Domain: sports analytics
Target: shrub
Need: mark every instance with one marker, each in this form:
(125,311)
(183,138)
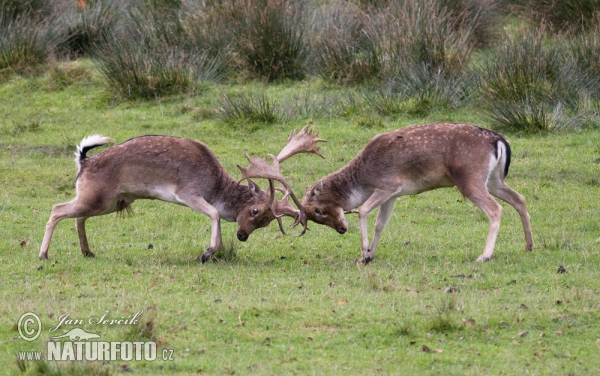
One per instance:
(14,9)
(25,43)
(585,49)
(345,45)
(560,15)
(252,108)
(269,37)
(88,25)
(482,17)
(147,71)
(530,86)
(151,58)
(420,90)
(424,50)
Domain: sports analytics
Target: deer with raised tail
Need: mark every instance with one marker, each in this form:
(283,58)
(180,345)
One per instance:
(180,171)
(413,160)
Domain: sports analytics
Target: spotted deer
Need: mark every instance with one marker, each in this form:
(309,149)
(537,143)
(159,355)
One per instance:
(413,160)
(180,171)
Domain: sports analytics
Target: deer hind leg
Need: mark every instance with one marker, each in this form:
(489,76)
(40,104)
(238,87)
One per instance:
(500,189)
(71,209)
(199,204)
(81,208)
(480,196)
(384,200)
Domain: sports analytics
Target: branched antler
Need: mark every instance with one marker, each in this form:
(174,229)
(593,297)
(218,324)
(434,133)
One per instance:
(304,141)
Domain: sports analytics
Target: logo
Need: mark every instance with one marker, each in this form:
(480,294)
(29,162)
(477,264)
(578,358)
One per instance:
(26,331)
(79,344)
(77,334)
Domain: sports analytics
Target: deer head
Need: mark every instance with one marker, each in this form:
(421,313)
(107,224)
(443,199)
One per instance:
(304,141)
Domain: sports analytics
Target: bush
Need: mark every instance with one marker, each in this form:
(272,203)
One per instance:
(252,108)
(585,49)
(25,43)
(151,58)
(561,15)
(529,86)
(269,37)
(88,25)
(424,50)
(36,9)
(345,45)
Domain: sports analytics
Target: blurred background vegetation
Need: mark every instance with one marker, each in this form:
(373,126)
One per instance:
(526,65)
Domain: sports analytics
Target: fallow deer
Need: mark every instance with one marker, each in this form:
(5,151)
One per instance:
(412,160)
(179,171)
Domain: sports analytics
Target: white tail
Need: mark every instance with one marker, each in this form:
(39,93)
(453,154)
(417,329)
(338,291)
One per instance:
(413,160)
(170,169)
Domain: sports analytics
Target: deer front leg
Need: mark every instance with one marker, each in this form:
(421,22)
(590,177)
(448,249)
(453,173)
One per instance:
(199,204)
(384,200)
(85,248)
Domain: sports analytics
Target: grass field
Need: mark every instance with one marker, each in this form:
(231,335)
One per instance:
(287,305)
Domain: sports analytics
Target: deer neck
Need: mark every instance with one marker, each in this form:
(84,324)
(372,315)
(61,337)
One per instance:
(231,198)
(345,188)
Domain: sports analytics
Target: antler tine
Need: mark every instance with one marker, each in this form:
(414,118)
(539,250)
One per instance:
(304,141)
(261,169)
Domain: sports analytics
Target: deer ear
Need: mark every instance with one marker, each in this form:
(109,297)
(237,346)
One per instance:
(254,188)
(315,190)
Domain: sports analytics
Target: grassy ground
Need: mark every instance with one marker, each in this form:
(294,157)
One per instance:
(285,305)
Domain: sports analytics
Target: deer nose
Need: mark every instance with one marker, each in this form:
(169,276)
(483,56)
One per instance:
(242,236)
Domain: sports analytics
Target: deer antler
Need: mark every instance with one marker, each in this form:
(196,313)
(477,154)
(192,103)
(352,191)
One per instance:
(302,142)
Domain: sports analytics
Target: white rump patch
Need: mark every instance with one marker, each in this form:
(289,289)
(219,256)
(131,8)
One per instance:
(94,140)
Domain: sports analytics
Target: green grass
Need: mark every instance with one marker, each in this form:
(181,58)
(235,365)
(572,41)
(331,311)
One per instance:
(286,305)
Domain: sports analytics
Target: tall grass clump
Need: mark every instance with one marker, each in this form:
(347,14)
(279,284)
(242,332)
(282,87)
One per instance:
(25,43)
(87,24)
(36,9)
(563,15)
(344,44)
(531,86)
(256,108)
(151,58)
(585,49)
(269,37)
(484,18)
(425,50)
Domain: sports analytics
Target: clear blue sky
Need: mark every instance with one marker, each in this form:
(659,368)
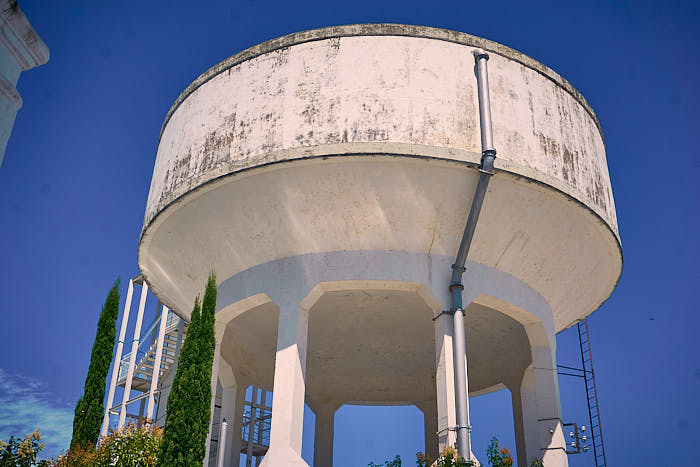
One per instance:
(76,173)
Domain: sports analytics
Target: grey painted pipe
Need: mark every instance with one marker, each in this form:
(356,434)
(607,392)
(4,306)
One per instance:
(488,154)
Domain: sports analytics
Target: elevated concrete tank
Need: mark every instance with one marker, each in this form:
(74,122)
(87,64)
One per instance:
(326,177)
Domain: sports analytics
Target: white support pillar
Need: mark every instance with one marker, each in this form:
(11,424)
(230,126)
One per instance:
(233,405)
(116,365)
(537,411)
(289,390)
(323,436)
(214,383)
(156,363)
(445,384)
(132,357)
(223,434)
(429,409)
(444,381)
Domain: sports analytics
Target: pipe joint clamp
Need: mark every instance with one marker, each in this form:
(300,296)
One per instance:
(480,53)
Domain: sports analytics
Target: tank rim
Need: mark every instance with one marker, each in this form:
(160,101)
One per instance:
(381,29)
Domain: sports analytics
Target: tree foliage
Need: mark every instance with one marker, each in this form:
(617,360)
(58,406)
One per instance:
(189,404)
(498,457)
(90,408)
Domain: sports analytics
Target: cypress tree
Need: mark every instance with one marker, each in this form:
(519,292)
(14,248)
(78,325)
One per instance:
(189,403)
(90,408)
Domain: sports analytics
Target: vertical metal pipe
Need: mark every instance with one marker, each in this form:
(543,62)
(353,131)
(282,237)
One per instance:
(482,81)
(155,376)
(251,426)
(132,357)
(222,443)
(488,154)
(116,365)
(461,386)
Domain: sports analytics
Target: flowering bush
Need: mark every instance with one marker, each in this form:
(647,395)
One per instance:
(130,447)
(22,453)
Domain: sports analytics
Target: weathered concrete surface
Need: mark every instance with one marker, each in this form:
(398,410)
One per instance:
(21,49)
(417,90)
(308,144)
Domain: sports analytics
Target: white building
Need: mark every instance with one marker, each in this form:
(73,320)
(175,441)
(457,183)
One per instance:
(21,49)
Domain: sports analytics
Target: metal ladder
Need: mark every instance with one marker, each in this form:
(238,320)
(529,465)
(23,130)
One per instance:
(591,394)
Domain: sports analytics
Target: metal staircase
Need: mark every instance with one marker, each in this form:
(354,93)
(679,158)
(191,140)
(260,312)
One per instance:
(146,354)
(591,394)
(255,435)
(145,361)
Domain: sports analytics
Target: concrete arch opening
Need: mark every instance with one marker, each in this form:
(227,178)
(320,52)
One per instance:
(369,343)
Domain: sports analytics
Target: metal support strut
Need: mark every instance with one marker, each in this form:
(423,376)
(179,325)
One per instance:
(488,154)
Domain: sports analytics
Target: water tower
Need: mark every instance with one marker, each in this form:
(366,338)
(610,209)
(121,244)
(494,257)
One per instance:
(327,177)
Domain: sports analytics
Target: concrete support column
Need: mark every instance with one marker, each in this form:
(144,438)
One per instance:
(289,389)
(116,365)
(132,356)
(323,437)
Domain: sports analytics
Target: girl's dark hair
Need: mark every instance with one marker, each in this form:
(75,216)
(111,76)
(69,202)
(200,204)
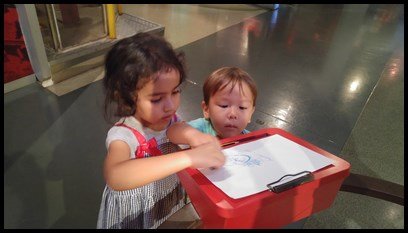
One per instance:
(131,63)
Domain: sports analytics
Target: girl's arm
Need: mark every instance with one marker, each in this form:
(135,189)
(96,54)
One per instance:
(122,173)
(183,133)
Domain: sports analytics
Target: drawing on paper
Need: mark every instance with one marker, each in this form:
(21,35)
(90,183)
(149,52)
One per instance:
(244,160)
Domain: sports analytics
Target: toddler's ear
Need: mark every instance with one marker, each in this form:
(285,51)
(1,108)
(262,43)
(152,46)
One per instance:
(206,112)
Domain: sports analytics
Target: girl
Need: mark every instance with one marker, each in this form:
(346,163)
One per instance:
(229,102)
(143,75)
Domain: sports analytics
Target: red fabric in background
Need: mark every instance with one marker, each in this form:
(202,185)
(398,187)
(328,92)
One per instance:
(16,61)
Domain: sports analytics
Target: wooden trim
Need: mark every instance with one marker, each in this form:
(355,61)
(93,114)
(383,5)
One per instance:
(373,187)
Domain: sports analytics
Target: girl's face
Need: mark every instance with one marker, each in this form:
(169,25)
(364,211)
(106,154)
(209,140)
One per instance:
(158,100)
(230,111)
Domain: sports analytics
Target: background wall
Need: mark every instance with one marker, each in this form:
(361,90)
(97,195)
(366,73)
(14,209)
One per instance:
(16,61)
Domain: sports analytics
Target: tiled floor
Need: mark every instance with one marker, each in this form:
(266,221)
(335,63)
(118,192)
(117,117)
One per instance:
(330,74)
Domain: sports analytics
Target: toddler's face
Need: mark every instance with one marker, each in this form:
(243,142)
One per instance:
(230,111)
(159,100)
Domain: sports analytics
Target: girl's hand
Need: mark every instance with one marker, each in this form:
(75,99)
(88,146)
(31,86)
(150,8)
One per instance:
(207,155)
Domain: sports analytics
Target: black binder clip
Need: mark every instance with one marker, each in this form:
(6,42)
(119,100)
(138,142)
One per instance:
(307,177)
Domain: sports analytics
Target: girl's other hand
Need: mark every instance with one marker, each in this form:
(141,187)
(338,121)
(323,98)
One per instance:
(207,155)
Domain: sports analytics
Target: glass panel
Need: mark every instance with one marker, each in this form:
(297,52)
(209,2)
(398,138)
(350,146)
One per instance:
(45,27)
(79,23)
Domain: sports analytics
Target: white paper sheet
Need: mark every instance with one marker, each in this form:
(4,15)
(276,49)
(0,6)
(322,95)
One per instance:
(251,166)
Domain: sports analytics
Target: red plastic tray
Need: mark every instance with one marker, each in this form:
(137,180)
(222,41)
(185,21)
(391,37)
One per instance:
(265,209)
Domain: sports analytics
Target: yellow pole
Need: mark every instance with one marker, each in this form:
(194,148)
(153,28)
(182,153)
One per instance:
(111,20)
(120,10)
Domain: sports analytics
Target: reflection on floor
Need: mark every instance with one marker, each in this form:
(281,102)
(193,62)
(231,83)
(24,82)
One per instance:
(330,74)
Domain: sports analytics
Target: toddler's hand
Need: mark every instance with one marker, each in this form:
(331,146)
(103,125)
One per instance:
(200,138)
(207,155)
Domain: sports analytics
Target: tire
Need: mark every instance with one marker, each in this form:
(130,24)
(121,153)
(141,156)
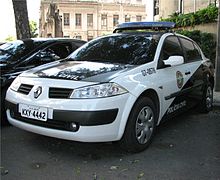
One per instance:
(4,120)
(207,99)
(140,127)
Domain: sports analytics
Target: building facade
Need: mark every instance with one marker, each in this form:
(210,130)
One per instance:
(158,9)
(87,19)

────────

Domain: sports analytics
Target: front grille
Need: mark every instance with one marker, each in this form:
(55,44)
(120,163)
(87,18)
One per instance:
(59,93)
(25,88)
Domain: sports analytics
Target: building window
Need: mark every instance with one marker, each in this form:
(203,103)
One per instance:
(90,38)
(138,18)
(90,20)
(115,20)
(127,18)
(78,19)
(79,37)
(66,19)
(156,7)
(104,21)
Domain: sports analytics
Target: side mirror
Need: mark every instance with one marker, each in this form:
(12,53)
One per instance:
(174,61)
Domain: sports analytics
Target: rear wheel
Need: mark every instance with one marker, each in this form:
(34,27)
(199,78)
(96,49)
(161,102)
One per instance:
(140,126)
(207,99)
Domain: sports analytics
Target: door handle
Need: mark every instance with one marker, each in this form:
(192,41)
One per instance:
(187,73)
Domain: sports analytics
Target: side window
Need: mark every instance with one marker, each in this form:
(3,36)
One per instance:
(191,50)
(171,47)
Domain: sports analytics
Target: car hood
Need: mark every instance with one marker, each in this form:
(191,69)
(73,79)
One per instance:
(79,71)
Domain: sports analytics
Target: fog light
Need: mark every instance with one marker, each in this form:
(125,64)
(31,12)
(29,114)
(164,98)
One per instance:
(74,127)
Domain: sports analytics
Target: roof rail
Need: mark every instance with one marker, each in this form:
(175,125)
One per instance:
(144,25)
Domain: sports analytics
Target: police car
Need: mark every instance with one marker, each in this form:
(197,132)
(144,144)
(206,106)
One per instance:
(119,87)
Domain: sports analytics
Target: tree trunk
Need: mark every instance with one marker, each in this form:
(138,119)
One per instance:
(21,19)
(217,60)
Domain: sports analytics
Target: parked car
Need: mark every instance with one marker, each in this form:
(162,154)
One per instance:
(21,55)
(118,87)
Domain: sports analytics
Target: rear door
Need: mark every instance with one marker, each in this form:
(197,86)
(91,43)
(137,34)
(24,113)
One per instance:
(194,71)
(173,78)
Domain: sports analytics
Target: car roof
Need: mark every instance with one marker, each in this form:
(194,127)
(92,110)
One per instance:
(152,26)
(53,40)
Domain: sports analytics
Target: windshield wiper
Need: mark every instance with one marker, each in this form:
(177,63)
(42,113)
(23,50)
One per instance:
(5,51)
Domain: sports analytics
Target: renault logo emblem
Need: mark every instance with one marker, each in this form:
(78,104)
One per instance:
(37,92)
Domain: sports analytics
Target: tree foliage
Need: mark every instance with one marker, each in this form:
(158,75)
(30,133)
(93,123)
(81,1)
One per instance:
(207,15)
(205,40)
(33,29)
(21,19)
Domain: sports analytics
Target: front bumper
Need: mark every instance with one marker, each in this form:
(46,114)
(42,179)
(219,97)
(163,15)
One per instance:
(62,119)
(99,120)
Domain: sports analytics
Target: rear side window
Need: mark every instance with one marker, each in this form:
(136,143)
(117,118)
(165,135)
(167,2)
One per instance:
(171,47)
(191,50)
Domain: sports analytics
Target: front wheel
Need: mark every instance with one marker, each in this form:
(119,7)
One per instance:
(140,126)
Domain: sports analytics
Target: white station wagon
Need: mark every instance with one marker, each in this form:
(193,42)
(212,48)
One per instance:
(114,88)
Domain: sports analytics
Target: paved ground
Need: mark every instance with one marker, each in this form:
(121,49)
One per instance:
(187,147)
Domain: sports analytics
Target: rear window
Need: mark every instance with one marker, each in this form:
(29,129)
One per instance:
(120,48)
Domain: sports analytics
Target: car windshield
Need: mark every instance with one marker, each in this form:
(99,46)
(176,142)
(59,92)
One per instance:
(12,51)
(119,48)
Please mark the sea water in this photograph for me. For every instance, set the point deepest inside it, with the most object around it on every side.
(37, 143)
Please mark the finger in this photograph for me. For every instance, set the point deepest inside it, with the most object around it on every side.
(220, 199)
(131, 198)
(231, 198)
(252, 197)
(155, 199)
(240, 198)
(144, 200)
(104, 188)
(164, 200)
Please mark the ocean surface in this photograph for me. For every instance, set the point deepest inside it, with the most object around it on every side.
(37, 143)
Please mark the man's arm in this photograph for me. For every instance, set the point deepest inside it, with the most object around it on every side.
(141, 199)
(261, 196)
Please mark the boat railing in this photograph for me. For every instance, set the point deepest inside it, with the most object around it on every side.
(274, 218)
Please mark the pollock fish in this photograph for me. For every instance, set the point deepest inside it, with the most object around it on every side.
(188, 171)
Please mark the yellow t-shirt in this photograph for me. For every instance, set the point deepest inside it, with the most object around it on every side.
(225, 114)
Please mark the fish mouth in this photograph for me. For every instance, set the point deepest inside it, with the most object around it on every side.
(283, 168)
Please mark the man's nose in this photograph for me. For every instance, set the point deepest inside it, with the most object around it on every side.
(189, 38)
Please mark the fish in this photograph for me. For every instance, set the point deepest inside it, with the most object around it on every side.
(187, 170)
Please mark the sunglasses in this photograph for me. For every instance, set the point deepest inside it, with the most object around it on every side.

────────

* **Work required**:
Please find every line above that contains the string "building" and copy each one out. Case counts.

* **Answer to this task**:
Target: white building
Target: building facade
Target: building window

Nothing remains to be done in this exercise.